Task details> Extend the Lisp Machine manual's chapter overview past its last sentence.

Chapter (compiler-chapter) discusses the Lisp compiler, which converts Lisp programs into "machine language". Chapter (macros-chapter) explains the Lisp macro facility, which allows users to write their own extensions to Lisp, extending both the interpreter and the compiler. The next two chapters go into detail about two such extensions, one that provides a powerful iteration control structure (chapter (loop-chapter)), and one that provides a powerful data structure facility (chapter (defstruct-chapter)).

Chapter (flavor-chapter) documents flavors, a language facility to provide generic functions using the paradigm used in Smalltalk and the Actor families of languages, called "object-oriented programming" or "message passing". Flavors are widely used by the system programs of the Lisp Machine, as well as being available to the user as a language feature.

Material>
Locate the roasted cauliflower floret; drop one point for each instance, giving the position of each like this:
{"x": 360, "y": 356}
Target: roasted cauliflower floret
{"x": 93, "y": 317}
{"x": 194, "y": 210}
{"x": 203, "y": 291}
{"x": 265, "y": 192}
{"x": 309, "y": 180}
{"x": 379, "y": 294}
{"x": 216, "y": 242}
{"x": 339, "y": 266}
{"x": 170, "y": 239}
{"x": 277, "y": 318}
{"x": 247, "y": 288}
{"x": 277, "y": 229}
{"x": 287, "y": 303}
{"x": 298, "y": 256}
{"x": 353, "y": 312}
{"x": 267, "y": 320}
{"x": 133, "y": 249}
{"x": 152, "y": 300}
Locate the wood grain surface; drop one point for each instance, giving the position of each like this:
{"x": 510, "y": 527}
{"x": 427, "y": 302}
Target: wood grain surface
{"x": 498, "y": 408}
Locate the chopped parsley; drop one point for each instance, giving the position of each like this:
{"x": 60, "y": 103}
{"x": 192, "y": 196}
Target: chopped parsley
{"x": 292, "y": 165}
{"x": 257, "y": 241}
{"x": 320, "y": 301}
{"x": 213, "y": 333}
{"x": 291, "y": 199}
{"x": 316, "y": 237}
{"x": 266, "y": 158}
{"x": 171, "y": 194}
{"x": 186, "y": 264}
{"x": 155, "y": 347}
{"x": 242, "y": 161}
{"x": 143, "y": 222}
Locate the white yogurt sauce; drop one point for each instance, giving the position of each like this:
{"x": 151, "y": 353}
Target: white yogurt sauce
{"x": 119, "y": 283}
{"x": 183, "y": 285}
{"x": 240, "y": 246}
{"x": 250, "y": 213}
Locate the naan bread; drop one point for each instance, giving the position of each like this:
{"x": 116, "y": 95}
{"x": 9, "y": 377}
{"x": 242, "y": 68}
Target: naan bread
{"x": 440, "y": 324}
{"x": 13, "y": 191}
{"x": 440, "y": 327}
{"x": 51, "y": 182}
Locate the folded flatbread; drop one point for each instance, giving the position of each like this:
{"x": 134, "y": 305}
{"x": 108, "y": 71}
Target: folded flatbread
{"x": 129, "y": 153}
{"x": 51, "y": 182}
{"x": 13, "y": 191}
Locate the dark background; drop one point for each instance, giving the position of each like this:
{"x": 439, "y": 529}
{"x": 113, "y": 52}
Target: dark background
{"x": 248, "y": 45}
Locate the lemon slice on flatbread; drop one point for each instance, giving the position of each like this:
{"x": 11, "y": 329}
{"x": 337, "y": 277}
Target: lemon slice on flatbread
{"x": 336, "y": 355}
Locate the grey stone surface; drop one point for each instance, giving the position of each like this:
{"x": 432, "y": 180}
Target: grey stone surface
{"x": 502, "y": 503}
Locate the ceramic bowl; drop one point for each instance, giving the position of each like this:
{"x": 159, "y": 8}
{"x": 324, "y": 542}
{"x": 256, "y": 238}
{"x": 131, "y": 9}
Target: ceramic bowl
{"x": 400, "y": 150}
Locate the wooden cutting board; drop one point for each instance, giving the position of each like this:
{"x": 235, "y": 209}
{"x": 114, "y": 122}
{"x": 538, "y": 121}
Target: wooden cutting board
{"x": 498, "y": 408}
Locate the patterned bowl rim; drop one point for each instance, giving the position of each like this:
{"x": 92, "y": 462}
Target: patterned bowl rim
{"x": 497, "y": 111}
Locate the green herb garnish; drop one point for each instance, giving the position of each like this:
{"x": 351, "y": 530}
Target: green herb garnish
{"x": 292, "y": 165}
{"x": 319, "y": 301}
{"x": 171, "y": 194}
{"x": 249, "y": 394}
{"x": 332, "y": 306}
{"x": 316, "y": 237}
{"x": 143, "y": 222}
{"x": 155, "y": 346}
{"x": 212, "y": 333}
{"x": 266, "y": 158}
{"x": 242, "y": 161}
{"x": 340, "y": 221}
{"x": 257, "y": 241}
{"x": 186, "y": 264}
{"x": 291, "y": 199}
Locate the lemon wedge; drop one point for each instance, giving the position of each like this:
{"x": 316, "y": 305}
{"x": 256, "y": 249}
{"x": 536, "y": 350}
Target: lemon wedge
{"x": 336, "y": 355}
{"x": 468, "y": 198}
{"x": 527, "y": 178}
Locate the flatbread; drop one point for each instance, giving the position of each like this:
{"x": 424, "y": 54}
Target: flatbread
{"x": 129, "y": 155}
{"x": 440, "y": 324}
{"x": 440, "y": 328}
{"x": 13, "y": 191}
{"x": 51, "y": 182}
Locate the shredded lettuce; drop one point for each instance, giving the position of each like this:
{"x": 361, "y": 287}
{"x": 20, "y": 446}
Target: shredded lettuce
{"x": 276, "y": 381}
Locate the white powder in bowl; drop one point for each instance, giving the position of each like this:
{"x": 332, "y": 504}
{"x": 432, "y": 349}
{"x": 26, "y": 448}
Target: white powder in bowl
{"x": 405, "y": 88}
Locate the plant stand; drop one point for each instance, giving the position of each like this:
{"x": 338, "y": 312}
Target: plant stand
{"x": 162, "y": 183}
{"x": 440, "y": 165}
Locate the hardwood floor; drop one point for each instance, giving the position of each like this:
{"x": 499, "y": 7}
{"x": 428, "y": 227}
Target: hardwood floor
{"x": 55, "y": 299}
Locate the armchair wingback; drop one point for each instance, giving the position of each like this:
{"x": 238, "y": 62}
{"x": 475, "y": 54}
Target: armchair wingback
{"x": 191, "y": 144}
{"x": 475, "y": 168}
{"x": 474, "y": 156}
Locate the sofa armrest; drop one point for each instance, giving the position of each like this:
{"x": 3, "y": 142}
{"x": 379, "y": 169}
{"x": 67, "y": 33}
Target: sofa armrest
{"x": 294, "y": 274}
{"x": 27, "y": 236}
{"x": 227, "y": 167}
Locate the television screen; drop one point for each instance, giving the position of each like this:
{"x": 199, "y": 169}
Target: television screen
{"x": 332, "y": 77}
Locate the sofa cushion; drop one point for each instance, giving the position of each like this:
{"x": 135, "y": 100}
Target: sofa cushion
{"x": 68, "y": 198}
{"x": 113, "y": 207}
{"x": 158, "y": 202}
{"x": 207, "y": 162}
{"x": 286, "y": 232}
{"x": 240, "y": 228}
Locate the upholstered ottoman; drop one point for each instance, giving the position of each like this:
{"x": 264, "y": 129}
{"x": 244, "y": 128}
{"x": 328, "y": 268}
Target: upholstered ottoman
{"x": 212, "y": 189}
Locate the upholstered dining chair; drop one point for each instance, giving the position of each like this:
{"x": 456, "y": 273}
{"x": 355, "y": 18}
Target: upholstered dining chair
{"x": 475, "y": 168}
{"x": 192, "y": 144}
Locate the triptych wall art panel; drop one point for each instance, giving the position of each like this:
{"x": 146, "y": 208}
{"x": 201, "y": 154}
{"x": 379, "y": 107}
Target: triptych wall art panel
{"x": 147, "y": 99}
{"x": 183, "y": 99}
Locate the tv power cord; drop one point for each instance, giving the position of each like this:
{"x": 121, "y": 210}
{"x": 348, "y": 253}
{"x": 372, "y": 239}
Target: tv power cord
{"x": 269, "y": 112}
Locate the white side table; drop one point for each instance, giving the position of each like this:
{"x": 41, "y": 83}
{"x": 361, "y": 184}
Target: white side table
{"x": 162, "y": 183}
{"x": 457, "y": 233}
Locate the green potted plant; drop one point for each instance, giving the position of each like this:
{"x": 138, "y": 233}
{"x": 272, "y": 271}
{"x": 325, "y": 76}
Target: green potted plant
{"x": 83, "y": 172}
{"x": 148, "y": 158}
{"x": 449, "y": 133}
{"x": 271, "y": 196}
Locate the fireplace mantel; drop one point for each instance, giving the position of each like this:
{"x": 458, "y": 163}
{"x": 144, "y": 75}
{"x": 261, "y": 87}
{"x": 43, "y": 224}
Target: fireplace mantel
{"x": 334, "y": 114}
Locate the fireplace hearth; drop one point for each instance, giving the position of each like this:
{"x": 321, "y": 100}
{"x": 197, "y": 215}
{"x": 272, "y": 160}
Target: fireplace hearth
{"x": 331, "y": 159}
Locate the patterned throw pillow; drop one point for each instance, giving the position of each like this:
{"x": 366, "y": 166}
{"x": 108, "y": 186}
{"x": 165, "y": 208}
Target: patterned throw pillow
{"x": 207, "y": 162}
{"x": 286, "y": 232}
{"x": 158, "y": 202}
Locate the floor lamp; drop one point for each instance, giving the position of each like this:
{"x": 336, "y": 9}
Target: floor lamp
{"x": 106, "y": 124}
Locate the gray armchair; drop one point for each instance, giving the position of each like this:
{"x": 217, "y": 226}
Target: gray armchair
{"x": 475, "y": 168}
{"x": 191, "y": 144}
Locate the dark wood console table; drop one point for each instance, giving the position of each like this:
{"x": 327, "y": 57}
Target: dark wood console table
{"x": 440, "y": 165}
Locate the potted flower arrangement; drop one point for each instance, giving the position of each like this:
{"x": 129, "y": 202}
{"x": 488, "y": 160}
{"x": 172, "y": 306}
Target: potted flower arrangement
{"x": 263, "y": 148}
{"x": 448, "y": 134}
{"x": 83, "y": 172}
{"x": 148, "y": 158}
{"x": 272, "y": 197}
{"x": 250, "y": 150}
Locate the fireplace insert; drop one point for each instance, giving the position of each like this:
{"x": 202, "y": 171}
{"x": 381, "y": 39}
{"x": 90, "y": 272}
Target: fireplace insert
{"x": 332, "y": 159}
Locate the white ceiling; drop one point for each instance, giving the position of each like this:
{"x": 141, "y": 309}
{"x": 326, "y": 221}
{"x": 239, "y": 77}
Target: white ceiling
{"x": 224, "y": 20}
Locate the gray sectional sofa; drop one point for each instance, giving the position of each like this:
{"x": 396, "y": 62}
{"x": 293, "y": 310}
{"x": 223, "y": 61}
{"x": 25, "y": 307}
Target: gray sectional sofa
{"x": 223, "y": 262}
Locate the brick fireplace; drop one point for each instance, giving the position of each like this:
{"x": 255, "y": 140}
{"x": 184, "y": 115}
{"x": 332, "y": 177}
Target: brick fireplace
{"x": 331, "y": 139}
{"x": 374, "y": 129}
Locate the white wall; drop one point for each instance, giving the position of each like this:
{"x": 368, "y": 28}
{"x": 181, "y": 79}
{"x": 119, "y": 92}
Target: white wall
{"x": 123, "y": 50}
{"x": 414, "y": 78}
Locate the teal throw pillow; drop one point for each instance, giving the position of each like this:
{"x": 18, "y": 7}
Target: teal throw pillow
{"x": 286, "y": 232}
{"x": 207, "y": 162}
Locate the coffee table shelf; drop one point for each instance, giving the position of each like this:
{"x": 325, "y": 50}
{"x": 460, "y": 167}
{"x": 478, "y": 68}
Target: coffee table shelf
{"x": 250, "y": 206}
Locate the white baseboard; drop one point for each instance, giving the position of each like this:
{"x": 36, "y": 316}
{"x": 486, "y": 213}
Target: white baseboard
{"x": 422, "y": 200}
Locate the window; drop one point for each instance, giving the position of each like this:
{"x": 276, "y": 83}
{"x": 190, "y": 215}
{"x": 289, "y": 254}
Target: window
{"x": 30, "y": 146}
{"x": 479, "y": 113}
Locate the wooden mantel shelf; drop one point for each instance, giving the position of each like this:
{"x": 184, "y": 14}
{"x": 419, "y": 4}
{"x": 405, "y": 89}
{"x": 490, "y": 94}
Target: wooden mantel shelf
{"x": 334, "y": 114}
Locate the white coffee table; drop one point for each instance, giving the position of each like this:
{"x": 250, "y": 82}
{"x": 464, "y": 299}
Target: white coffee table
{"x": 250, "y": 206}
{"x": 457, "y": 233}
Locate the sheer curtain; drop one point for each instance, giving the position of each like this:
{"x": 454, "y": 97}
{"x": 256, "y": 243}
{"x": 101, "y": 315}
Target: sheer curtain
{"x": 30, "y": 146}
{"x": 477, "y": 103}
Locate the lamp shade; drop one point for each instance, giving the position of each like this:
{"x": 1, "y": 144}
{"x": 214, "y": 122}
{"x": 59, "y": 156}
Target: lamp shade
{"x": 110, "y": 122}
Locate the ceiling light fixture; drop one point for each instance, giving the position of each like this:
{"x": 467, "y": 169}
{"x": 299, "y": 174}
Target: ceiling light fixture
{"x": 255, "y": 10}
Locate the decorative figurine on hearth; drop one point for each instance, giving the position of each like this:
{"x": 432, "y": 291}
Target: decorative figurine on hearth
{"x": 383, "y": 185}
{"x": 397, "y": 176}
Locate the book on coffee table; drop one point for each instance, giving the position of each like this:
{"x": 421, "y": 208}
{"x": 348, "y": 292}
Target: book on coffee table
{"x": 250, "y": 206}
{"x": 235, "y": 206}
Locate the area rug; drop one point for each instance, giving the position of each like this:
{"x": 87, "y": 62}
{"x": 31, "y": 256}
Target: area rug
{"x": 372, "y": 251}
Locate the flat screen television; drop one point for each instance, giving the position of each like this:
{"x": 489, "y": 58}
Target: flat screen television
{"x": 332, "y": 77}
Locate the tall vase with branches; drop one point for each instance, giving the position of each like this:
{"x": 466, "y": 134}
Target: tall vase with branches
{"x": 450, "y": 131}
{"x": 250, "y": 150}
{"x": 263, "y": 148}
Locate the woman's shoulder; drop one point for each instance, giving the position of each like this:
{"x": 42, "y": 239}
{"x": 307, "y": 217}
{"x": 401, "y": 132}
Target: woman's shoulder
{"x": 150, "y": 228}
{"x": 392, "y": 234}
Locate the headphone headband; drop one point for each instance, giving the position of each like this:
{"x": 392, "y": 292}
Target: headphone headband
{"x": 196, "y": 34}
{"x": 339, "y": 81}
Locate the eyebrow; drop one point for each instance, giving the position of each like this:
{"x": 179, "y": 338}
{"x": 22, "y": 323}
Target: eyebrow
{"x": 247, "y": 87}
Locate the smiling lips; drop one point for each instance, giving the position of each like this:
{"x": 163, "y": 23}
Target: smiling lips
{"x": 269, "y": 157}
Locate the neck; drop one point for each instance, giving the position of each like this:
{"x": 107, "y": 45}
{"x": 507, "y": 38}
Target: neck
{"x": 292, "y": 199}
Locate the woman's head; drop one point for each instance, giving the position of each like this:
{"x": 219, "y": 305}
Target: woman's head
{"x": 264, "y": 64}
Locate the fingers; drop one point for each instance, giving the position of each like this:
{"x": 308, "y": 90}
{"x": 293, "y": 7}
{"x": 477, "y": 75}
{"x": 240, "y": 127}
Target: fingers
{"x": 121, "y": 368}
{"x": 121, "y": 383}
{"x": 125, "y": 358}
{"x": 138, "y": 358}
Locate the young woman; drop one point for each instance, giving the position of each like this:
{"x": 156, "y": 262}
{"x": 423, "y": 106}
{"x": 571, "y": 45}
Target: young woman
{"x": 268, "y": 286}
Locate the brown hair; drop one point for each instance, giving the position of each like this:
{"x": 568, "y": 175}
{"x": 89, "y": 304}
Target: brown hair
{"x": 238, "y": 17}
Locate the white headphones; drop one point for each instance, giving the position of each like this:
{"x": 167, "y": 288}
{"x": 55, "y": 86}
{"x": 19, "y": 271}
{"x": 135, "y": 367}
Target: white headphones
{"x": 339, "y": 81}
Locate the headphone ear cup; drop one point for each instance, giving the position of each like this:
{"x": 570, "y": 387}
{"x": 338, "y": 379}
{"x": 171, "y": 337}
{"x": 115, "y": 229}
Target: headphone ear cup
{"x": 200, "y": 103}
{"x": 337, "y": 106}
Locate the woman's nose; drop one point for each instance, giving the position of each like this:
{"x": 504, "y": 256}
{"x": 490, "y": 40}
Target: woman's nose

Task result>
Chapter (io-chapter) explains the Lisp Machine's Input/Output system, including streams and the printed representation of Lisp objects. Chapter (pathname-chapter) documents how to deal with pathnames (the names of files).

Chapter (package-chapter) describes the package system, which allows many name spaces within a single Lisp environment. Chapter (system-chapter) documents the "system" facility, which helps you create and maintain programs that reside in many files.

Chapter (process-chapter) discusses the facilities for multiple processes and how to write programs that use concurrent computation. Chapter (error-chapter) explains how exceptional conditions (errors) can be handled by programs, handled by users, and debugged. Chapter (code-chapter) explains the instruction set of the Lisp Machine, and tells you how to examine the output of the compiler. Chapter (query-chapter) documents some functions for querying the user, chapter (time-chapter) explains some functions for manipulating dates and times, and chapter (misc-chapter) contains other miscellaneous functions and facilities.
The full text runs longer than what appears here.